EXERCISE INPUTS:
....
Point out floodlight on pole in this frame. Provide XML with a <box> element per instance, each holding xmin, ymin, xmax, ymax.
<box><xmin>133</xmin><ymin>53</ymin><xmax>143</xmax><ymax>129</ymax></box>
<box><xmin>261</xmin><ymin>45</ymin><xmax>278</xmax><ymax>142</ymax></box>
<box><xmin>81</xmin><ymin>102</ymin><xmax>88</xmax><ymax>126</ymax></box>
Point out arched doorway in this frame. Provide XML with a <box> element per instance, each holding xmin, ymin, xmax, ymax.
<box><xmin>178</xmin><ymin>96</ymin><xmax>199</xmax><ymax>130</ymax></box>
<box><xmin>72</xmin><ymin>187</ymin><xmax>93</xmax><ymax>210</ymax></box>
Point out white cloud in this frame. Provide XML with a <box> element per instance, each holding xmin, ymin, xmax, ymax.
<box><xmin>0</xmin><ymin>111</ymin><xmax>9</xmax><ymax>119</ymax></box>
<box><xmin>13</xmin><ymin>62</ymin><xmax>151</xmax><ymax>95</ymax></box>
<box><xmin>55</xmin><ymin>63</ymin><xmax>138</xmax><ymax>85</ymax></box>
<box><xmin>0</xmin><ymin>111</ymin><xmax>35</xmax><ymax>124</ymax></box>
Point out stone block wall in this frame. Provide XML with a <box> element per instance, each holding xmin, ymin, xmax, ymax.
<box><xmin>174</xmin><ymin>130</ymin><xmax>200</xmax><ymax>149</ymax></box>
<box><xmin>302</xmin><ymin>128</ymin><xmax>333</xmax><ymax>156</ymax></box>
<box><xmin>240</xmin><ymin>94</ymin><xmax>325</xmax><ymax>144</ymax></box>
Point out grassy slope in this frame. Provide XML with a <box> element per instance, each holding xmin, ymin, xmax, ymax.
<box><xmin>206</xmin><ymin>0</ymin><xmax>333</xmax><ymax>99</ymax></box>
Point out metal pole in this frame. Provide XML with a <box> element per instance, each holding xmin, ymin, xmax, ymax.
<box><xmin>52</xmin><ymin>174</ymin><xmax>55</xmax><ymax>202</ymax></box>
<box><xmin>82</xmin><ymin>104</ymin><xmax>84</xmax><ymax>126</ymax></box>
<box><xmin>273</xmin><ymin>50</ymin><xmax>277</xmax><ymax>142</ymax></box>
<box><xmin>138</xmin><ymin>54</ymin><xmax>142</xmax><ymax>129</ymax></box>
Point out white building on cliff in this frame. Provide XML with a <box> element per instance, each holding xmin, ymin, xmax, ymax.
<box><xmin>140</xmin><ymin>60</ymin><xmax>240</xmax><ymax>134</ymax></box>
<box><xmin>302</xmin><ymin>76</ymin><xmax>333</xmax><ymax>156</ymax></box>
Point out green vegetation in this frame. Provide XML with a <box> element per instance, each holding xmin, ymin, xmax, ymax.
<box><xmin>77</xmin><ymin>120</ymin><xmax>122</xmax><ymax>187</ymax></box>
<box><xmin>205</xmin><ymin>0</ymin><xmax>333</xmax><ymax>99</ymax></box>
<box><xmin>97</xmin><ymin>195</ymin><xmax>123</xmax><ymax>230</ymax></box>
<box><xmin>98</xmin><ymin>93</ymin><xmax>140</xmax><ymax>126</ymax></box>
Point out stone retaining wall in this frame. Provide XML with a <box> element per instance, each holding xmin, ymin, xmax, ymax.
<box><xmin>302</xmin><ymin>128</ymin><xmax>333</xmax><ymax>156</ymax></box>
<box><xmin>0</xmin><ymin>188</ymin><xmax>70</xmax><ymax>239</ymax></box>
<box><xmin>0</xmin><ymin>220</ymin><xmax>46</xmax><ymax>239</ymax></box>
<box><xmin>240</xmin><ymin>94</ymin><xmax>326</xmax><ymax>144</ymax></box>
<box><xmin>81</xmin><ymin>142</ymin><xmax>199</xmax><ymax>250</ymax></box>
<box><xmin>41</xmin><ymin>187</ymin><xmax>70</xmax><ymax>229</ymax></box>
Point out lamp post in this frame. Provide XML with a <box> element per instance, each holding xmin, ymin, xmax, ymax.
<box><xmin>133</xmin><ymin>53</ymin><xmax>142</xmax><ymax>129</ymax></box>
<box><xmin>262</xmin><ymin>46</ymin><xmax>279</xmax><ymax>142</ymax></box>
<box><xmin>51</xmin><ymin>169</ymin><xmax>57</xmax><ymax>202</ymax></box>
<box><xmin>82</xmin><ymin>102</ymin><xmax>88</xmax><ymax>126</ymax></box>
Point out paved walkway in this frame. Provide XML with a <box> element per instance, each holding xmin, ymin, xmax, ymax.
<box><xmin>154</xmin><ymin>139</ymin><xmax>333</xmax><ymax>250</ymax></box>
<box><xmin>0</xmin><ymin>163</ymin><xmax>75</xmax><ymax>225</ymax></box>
....
JOB: Please write out all of the records above again, substituting "in this scene" for each "in this frame" and leaving everything else as it is.

EXPECTED OUTPUT:
Point out floodlight on pole in this scene. Provide XML with a <box> element per instance, each holding xmin, ymin, xmax, ymax.
<box><xmin>133</xmin><ymin>53</ymin><xmax>143</xmax><ymax>129</ymax></box>
<box><xmin>261</xmin><ymin>45</ymin><xmax>278</xmax><ymax>142</ymax></box>
<box><xmin>81</xmin><ymin>102</ymin><xmax>88</xmax><ymax>126</ymax></box>
Point out arched doorway in this scene. Provide XML with a <box> element per instance, each holding xmin, ymin, xmax, ymax.
<box><xmin>178</xmin><ymin>96</ymin><xmax>199</xmax><ymax>130</ymax></box>
<box><xmin>72</xmin><ymin>187</ymin><xmax>93</xmax><ymax>210</ymax></box>
Point out white cloud in this scene. Provide XML with a <box> element per instance, each holding xmin, ymin, xmax, ymax.
<box><xmin>0</xmin><ymin>111</ymin><xmax>9</xmax><ymax>119</ymax></box>
<box><xmin>13</xmin><ymin>62</ymin><xmax>151</xmax><ymax>95</ymax></box>
<box><xmin>55</xmin><ymin>63</ymin><xmax>138</xmax><ymax>85</ymax></box>
<box><xmin>0</xmin><ymin>111</ymin><xmax>35</xmax><ymax>124</ymax></box>
Point out stone block wall in this scene. Provide XML with a <box> element per instance, each holding xmin, ymin, xmax, ymax.
<box><xmin>174</xmin><ymin>130</ymin><xmax>200</xmax><ymax>149</ymax></box>
<box><xmin>302</xmin><ymin>128</ymin><xmax>333</xmax><ymax>156</ymax></box>
<box><xmin>240</xmin><ymin>94</ymin><xmax>325</xmax><ymax>144</ymax></box>
Point out grassy slope in this scene. Provide XML with a <box> element per instance, each holding xmin, ymin, xmax, ymax.
<box><xmin>206</xmin><ymin>0</ymin><xmax>333</xmax><ymax>99</ymax></box>
Point out metal pole in this scene. Provide XML with a <box> element per instance, each holding xmin, ymin, xmax, ymax.
<box><xmin>52</xmin><ymin>174</ymin><xmax>55</xmax><ymax>202</ymax></box>
<box><xmin>82</xmin><ymin>104</ymin><xmax>84</xmax><ymax>126</ymax></box>
<box><xmin>273</xmin><ymin>50</ymin><xmax>277</xmax><ymax>142</ymax></box>
<box><xmin>138</xmin><ymin>54</ymin><xmax>142</xmax><ymax>129</ymax></box>
Point out white building on cliff in this scene. Provide XML with a <box> element per instance, each holding xmin, ymin, xmax, ymax.
<box><xmin>140</xmin><ymin>60</ymin><xmax>240</xmax><ymax>134</ymax></box>
<box><xmin>302</xmin><ymin>76</ymin><xmax>333</xmax><ymax>156</ymax></box>
Point out green vegetation in this scene. Provide XML with a <box> element per instance, each holding xmin, ymin, xmax, ymax.
<box><xmin>77</xmin><ymin>120</ymin><xmax>122</xmax><ymax>187</ymax></box>
<box><xmin>205</xmin><ymin>0</ymin><xmax>333</xmax><ymax>99</ymax></box>
<box><xmin>97</xmin><ymin>195</ymin><xmax>123</xmax><ymax>230</ymax></box>
<box><xmin>98</xmin><ymin>93</ymin><xmax>140</xmax><ymax>126</ymax></box>
Point out stone retaining wall in this scene. Provide XML with a <box> element per instance, each holding xmin, ymin, xmax, ymax.
<box><xmin>302</xmin><ymin>128</ymin><xmax>333</xmax><ymax>156</ymax></box>
<box><xmin>0</xmin><ymin>188</ymin><xmax>70</xmax><ymax>239</ymax></box>
<box><xmin>0</xmin><ymin>220</ymin><xmax>46</xmax><ymax>239</ymax></box>
<box><xmin>240</xmin><ymin>94</ymin><xmax>326</xmax><ymax>144</ymax></box>
<box><xmin>81</xmin><ymin>142</ymin><xmax>199</xmax><ymax>250</ymax></box>
<box><xmin>41</xmin><ymin>187</ymin><xmax>70</xmax><ymax>229</ymax></box>
Point out lamp post in this scene. Provide XML with a <box> element per instance, each holding xmin, ymin, xmax, ymax.
<box><xmin>133</xmin><ymin>53</ymin><xmax>142</xmax><ymax>129</ymax></box>
<box><xmin>262</xmin><ymin>46</ymin><xmax>279</xmax><ymax>142</ymax></box>
<box><xmin>51</xmin><ymin>169</ymin><xmax>57</xmax><ymax>202</ymax></box>
<box><xmin>82</xmin><ymin>102</ymin><xmax>88</xmax><ymax>126</ymax></box>
Point out paved walkway in this scene. Provide XML with a <box> element per instance, each holding xmin, ymin, xmax, ymax.
<box><xmin>154</xmin><ymin>139</ymin><xmax>333</xmax><ymax>250</ymax></box>
<box><xmin>0</xmin><ymin>163</ymin><xmax>75</xmax><ymax>225</ymax></box>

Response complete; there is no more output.